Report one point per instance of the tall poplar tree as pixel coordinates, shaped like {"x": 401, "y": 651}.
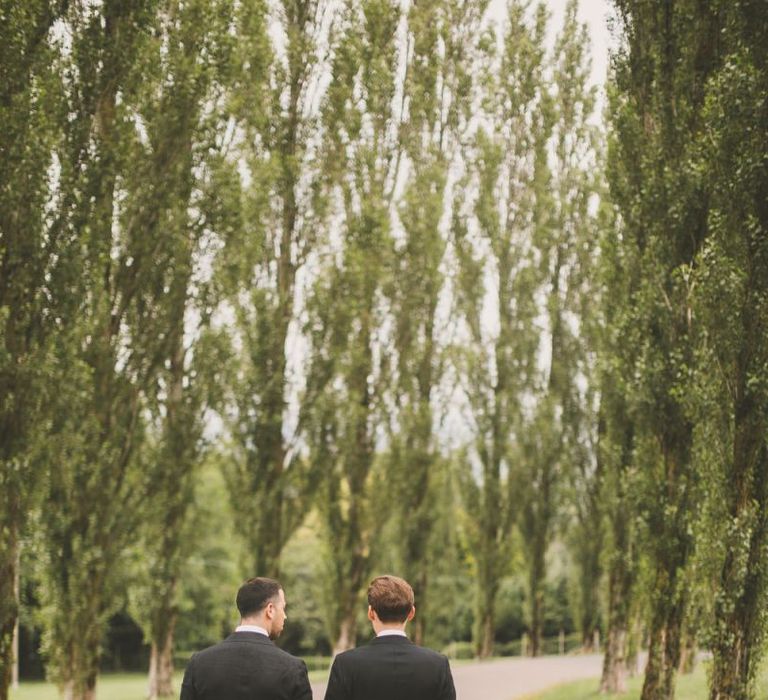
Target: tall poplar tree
{"x": 619, "y": 339}
{"x": 33, "y": 274}
{"x": 274, "y": 100}
{"x": 671, "y": 49}
{"x": 181, "y": 109}
{"x": 496, "y": 279}
{"x": 731, "y": 307}
{"x": 362, "y": 155}
{"x": 115, "y": 207}
{"x": 438, "y": 93}
{"x": 560, "y": 436}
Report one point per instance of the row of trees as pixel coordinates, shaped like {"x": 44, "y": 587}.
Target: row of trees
{"x": 684, "y": 368}
{"x": 365, "y": 251}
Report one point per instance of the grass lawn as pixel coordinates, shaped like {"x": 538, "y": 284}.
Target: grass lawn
{"x": 114, "y": 686}
{"x": 692, "y": 687}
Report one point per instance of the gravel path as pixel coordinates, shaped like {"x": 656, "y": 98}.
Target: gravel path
{"x": 508, "y": 679}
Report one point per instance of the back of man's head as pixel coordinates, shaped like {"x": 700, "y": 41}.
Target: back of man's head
{"x": 254, "y": 595}
{"x": 391, "y": 598}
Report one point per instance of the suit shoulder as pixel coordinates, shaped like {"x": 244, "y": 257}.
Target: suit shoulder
{"x": 430, "y": 654}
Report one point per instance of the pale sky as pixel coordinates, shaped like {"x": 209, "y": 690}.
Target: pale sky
{"x": 594, "y": 13}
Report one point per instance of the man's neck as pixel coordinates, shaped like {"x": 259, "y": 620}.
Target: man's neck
{"x": 386, "y": 630}
{"x": 251, "y": 625}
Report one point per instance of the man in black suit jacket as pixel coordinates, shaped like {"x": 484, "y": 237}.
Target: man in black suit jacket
{"x": 390, "y": 667}
{"x": 247, "y": 665}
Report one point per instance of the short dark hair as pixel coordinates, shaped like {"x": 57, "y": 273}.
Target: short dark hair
{"x": 255, "y": 593}
{"x": 391, "y": 598}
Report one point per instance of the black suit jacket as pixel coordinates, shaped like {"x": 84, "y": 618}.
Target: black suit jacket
{"x": 390, "y": 668}
{"x": 245, "y": 666}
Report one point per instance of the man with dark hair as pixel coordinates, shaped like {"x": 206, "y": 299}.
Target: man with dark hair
{"x": 390, "y": 666}
{"x": 247, "y": 665}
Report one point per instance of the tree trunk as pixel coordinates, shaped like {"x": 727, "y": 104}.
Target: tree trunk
{"x": 663, "y": 654}
{"x": 614, "y": 678}
{"x": 419, "y": 622}
{"x": 9, "y": 606}
{"x": 485, "y": 649}
{"x": 485, "y": 626}
{"x": 536, "y": 593}
{"x": 616, "y": 661}
{"x": 688, "y": 652}
{"x": 735, "y": 652}
{"x": 161, "y": 665}
{"x": 347, "y": 634}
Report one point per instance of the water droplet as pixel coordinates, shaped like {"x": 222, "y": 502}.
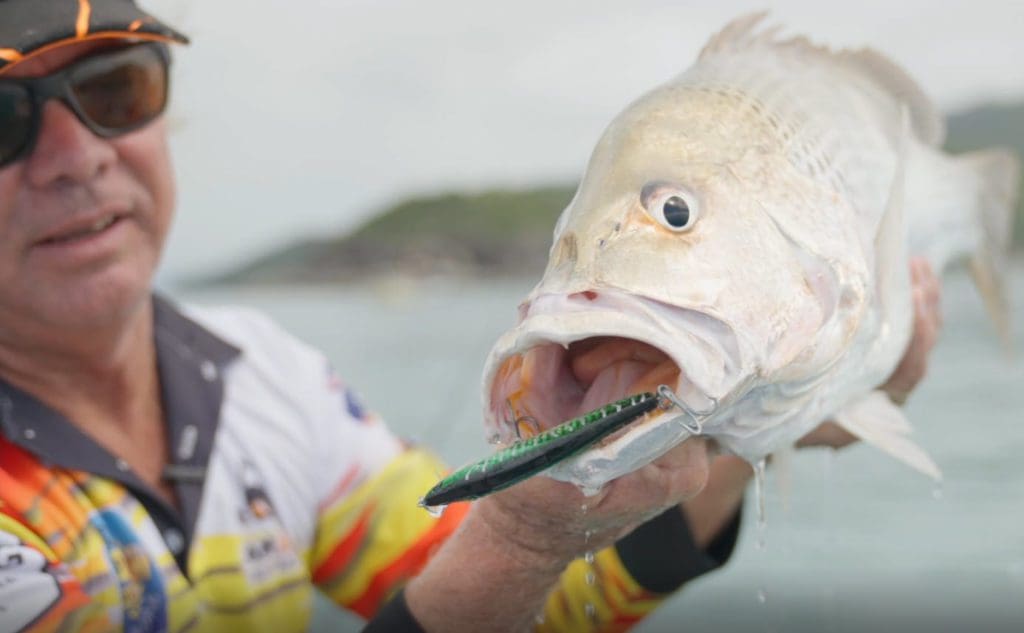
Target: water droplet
{"x": 759, "y": 488}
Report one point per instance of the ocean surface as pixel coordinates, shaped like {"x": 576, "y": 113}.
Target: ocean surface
{"x": 853, "y": 541}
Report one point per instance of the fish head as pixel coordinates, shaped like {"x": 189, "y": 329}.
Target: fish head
{"x": 670, "y": 266}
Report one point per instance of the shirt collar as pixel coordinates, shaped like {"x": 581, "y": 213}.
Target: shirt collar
{"x": 190, "y": 362}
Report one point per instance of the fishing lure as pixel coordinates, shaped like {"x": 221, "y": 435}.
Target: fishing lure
{"x": 528, "y": 457}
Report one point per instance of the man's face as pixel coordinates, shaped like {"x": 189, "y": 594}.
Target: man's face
{"x": 82, "y": 218}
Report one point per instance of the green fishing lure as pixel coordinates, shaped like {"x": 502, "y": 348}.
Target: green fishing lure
{"x": 528, "y": 457}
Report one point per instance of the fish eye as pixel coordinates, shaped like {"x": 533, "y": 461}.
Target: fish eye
{"x": 672, "y": 207}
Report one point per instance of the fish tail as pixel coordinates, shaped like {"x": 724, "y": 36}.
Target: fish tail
{"x": 998, "y": 172}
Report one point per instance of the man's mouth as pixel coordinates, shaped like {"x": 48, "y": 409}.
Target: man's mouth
{"x": 81, "y": 230}
{"x": 550, "y": 383}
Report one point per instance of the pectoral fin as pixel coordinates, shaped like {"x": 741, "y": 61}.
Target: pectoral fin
{"x": 881, "y": 423}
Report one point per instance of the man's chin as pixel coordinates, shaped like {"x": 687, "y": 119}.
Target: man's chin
{"x": 98, "y": 299}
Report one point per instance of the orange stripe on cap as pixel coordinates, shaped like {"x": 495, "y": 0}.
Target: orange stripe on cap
{"x": 82, "y": 24}
{"x": 99, "y": 35}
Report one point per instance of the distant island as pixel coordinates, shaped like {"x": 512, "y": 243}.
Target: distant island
{"x": 508, "y": 233}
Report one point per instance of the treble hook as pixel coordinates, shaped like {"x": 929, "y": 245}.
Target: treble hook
{"x": 695, "y": 424}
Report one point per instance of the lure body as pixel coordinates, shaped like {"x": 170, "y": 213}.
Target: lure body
{"x": 528, "y": 457}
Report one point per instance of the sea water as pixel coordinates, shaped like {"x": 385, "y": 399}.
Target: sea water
{"x": 872, "y": 547}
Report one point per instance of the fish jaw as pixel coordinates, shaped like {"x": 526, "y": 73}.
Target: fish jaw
{"x": 537, "y": 375}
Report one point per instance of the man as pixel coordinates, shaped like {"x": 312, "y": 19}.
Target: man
{"x": 164, "y": 471}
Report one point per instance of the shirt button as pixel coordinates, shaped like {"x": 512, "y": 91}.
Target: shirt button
{"x": 209, "y": 371}
{"x": 175, "y": 541}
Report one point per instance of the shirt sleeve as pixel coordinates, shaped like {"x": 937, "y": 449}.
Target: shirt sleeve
{"x": 376, "y": 539}
{"x": 626, "y": 583}
{"x": 38, "y": 594}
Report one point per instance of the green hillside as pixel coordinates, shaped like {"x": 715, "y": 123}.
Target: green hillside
{"x": 507, "y": 233}
{"x": 992, "y": 126}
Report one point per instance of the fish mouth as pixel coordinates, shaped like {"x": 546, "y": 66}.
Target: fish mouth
{"x": 550, "y": 383}
{"x": 574, "y": 352}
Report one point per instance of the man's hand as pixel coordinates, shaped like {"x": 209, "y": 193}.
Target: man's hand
{"x": 927, "y": 324}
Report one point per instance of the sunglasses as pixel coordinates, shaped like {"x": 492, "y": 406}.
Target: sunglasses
{"x": 112, "y": 93}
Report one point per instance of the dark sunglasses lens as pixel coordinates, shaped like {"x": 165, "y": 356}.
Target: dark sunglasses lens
{"x": 122, "y": 91}
{"x": 15, "y": 120}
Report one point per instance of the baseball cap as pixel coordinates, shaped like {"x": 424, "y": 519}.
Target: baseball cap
{"x": 31, "y": 27}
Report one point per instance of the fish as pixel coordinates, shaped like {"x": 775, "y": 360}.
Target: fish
{"x": 741, "y": 235}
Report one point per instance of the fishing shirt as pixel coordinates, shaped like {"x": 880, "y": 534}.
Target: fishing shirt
{"x": 286, "y": 484}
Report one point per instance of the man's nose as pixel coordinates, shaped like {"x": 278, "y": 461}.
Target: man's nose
{"x": 67, "y": 150}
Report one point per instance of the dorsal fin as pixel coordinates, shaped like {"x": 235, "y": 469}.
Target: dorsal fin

====

- [Problem statement]:
If a record contains a picture, leave the picture out; repeat the record itself exactly.

- [Result below]:
Report one point per instance of the tall poplar tree as pixel coordinates, shaped like {"x": 401, "y": 651}.
Target: tall poplar tree
{"x": 619, "y": 339}
{"x": 33, "y": 274}
{"x": 274, "y": 100}
{"x": 671, "y": 49}
{"x": 181, "y": 109}
{"x": 496, "y": 279}
{"x": 731, "y": 307}
{"x": 362, "y": 155}
{"x": 115, "y": 207}
{"x": 438, "y": 93}
{"x": 560, "y": 436}
Report one point per instance of the row of trees as pixel coordinates, shaped like {"x": 44, "y": 587}.
Target: row of trees
{"x": 684, "y": 368}
{"x": 365, "y": 251}
Report one point per instance of the grass lawn as pixel coordinates, shaped like {"x": 538, "y": 284}.
Target: grass lawn
{"x": 114, "y": 686}
{"x": 692, "y": 687}
Report one point per instance of the gravel path as pixel coordinates, shaped like {"x": 656, "y": 98}.
Target: gravel path
{"x": 508, "y": 679}
Report one point per instance of the back of man's head as pixel coordinates, shaped like {"x": 700, "y": 41}.
Target: back of man's head
{"x": 254, "y": 595}
{"x": 391, "y": 598}
Report one point per instance of the suit shoulder as pixel coordinates, shaped like {"x": 244, "y": 257}.
Target: suit shoulder
{"x": 430, "y": 654}
Report one point per instance of the pale sky as pixel coordinates, shaped like {"x": 209, "y": 690}.
Target: pale sky
{"x": 594, "y": 13}
Report one point per instance of the man's neck as pixel coordinates, shaped like {"x": 259, "y": 620}.
Target: man's neck
{"x": 386, "y": 630}
{"x": 251, "y": 625}
Report one point per instance of the man in black suit jacket as pixel coordinates, shaped like {"x": 484, "y": 237}.
Target: man in black suit jacket
{"x": 390, "y": 667}
{"x": 247, "y": 665}
Report one point per instance of the short dark hair as pixel coordinates, shaped like {"x": 57, "y": 273}.
Target: short dark hair
{"x": 255, "y": 593}
{"x": 391, "y": 598}
Report one point per instance of the black suit jacket as pixel coordinates, shaped like {"x": 84, "y": 618}.
Target: black suit jacket
{"x": 390, "y": 668}
{"x": 245, "y": 666}
Report one point per instance of the man with dark hair as pixel coordinates, shaped like {"x": 206, "y": 299}.
Target: man with dark hair
{"x": 390, "y": 666}
{"x": 247, "y": 665}
Report one point per instance of the tree trunk as pixel coordinates, shaped like {"x": 727, "y": 104}.
Target: tree trunk
{"x": 663, "y": 654}
{"x": 614, "y": 678}
{"x": 419, "y": 622}
{"x": 9, "y": 606}
{"x": 485, "y": 649}
{"x": 485, "y": 626}
{"x": 536, "y": 593}
{"x": 616, "y": 661}
{"x": 688, "y": 652}
{"x": 735, "y": 652}
{"x": 161, "y": 665}
{"x": 347, "y": 634}
Report one point per instance of the water droplet as pixel coordinates, shaped like {"x": 222, "y": 502}.
Target: water droplet
{"x": 759, "y": 488}
Report one point per instance of the ocean surface as pixel coordinates, shaped like {"x": 576, "y": 113}.
Target: ocean surface
{"x": 853, "y": 541}
Report one point per instance of the fish head as pixel coordinates, shaped like {"x": 189, "y": 329}.
Target: fish head
{"x": 670, "y": 266}
Report one point per instance of the shirt collar as pixel coordinates, shaped like {"x": 581, "y": 213}.
Target: shirt collar
{"x": 190, "y": 362}
Report one point per instance of the fishing lure as pixel coordinates, shaped like {"x": 221, "y": 435}.
Target: fishing lure
{"x": 528, "y": 457}
Report one point per instance of the man's face as pixel coordinates, shaped like {"x": 189, "y": 594}.
Target: man's face
{"x": 82, "y": 218}
Report one point per instance of the green fishing lure as pixel coordinates, shaped like {"x": 502, "y": 348}.
Target: green fishing lure
{"x": 528, "y": 457}
Report one point per instance of the fish eye as pixel coordinates, shaped like {"x": 533, "y": 461}.
Target: fish eye
{"x": 672, "y": 207}
Report one point per instance of the fish tail as pixel coordinates, shaped like {"x": 724, "y": 36}.
Target: fish tail
{"x": 998, "y": 172}
Report one point per instance of the man's mouth as pixel coordinates, shaped like {"x": 48, "y": 409}.
Target: man's mouth
{"x": 81, "y": 230}
{"x": 550, "y": 383}
Report one point per instance of the pectoral fin as pixel coordinates, shaped like {"x": 741, "y": 61}.
Target: pectoral fin
{"x": 881, "y": 423}
Report one point per instance of the man's chin as pixel coordinates, shaped like {"x": 687, "y": 119}.
Target: man's chin
{"x": 98, "y": 299}
Report one point per instance of the orange stripe on cap as pixel coordinates, shaped like {"x": 495, "y": 0}.
Target: orange stripe on cap
{"x": 82, "y": 24}
{"x": 99, "y": 35}
Report one point per instance of the distant island as pixel coordinates, shaped like {"x": 512, "y": 243}.
Target: distant island
{"x": 508, "y": 233}
Report one point per instance of the treble hook as pixel coordinates, shaped like {"x": 929, "y": 245}.
Target: treble hook
{"x": 695, "y": 424}
Report one point per instance of the lure body as pixel coordinates, shaped like {"x": 170, "y": 213}.
Target: lure body
{"x": 528, "y": 457}
Report one point per instance of the sea water as pixel coordinates, shaped like {"x": 385, "y": 399}.
Target: sea water
{"x": 872, "y": 547}
Report one point per instance of the fish jaw as pixel coordinates, shaped like {"x": 526, "y": 73}.
Target: fish jaw
{"x": 537, "y": 375}
Report one point per instance of the man as pixel coordinates, shaped like {"x": 312, "y": 19}.
Target: man
{"x": 164, "y": 471}
Report one point per instance of the shirt button as pixel coordinates, shaped like {"x": 512, "y": 91}.
Target: shirt button
{"x": 209, "y": 371}
{"x": 175, "y": 541}
Report one point per instance of the shirt sleeve as pixel coordinates, shaped like {"x": 937, "y": 449}.
Target: shirt sleeve
{"x": 376, "y": 539}
{"x": 626, "y": 583}
{"x": 38, "y": 594}
Report one point per instance of the green hillside as pixel coordinates, shaped like {"x": 715, "y": 123}.
Target: green hillside
{"x": 507, "y": 233}
{"x": 992, "y": 126}
Report one point per instance of the fish mouth as pixel coordinates, shaped like {"x": 546, "y": 66}.
Target: fish mouth
{"x": 550, "y": 383}
{"x": 574, "y": 352}
Report one point per instance of the man's hand as pixel coordinates, shaped like {"x": 209, "y": 193}.
Target: man's hand
{"x": 927, "y": 324}
Report one point per instance of the sunglasses as pixel coordinates, shaped like {"x": 492, "y": 406}.
Target: sunglasses
{"x": 112, "y": 93}
Report one point per instance of the dark sunglasses lens as pixel coordinates, shaped like {"x": 165, "y": 356}.
Target: dark sunglasses lens
{"x": 122, "y": 91}
{"x": 15, "y": 120}
Report one point per instance of the baseball cap as pixel coordinates, shaped like {"x": 424, "y": 519}.
Target: baseball cap
{"x": 31, "y": 27}
Report one point per instance of the fish as pixel coordinates, shaped like {"x": 775, "y": 360}.
Target: fish
{"x": 741, "y": 235}
Report one point per instance of the fishing shirt as pixel coordinates, shaped like {"x": 880, "y": 534}.
Target: fishing shirt
{"x": 286, "y": 484}
Report one point per instance of the man's nose as pixel coordinates, shaped like {"x": 278, "y": 461}.
Target: man's nose
{"x": 67, "y": 150}
Report one point per instance of the dorsal fin as pixel coordinates, shaped like {"x": 235, "y": 469}.
Target: dorsal fin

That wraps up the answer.